##### DATASET EXCERPTS

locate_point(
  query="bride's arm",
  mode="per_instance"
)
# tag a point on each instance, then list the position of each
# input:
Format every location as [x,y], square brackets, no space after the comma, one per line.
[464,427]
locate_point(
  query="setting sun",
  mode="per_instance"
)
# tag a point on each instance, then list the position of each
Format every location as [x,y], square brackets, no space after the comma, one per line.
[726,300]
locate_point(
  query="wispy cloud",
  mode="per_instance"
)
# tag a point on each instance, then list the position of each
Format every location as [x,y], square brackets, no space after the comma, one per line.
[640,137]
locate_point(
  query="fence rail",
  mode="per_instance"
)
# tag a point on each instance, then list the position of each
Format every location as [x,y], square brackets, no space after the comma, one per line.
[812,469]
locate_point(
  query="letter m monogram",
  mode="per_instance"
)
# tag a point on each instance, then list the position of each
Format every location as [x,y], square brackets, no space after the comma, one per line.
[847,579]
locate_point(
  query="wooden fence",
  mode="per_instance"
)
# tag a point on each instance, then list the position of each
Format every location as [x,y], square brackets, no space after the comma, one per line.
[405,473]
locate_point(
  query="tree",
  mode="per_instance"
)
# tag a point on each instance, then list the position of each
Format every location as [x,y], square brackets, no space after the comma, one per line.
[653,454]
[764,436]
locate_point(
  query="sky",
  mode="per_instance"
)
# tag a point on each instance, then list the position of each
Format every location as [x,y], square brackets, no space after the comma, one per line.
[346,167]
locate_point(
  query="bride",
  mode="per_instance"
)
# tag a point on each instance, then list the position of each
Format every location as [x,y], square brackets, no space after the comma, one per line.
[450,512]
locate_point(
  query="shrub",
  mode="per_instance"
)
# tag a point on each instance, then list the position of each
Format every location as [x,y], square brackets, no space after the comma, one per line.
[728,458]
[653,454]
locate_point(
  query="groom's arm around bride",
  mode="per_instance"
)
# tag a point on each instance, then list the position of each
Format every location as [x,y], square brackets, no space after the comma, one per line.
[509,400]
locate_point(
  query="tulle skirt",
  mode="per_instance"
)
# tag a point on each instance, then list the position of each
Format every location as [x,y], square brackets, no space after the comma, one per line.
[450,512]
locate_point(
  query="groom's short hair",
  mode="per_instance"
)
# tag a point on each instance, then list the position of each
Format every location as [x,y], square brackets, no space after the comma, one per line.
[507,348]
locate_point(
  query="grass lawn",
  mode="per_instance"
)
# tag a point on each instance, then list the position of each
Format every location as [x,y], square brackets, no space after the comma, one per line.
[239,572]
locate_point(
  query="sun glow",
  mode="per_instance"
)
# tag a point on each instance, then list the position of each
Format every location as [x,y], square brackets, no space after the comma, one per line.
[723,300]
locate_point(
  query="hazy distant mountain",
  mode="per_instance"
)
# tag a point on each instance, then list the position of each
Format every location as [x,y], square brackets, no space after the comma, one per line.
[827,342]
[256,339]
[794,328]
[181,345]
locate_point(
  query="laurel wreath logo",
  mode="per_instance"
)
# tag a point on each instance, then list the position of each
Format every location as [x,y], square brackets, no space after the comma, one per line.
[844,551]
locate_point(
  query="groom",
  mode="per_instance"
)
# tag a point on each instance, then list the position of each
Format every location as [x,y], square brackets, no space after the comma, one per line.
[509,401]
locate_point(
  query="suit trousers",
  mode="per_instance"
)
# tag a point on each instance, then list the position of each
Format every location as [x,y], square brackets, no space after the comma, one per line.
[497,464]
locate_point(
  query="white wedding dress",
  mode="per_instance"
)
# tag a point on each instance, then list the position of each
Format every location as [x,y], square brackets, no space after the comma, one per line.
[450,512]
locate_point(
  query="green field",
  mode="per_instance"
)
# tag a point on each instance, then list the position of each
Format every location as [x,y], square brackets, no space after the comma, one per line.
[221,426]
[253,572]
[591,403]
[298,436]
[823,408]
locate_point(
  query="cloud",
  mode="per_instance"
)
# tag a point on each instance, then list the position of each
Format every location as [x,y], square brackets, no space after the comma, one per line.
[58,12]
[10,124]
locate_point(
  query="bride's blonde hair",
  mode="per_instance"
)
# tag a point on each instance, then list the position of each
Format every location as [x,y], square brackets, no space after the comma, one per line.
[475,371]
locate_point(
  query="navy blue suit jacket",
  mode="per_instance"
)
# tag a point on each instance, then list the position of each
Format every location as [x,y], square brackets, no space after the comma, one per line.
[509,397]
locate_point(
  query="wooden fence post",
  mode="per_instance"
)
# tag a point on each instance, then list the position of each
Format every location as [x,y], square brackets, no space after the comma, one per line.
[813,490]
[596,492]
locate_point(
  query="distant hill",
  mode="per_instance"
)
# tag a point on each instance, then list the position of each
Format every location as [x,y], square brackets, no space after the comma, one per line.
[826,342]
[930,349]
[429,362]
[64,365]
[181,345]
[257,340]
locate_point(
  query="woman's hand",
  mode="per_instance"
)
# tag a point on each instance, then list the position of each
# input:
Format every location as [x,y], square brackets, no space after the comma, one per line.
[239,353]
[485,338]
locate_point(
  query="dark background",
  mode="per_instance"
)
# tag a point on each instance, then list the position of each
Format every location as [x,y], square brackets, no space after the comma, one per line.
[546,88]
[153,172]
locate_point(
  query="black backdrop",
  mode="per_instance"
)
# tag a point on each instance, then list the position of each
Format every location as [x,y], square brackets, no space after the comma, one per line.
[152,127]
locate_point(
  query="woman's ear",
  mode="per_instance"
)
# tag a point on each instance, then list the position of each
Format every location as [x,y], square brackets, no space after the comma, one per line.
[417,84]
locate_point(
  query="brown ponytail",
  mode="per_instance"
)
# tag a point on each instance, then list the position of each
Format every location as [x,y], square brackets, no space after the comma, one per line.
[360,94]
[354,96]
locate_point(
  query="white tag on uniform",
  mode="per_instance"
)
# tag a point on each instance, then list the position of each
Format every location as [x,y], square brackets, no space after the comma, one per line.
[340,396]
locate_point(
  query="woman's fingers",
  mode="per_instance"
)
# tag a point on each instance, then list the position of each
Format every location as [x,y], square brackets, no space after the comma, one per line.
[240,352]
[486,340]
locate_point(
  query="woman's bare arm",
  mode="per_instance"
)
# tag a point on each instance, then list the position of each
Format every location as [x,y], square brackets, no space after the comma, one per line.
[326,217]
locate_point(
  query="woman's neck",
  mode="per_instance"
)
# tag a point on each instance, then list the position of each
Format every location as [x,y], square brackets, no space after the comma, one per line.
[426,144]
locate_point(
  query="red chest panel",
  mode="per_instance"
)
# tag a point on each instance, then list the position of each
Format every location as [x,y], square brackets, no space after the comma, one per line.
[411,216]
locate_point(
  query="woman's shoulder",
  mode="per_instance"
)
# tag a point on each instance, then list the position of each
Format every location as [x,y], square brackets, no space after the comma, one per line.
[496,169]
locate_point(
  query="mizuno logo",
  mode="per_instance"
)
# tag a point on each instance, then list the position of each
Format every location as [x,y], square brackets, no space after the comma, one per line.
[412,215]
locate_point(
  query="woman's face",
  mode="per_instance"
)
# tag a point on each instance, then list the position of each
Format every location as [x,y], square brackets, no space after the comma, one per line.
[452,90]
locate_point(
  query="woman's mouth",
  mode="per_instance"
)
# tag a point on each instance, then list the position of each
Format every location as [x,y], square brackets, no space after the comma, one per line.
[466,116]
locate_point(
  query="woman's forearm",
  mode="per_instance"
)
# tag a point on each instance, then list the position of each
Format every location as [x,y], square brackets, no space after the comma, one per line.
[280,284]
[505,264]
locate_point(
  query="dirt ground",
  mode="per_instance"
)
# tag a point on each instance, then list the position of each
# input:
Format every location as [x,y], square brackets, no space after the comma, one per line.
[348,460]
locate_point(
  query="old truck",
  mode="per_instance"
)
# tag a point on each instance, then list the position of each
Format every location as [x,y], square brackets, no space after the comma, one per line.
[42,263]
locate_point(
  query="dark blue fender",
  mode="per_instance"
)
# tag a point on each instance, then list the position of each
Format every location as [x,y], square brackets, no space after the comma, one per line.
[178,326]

##########

GOAL OF THE EXERCISE
How many lines in the records above contain the string "hair"? Case counts. Give only the number.

RESPONSE TO THIS TASK
2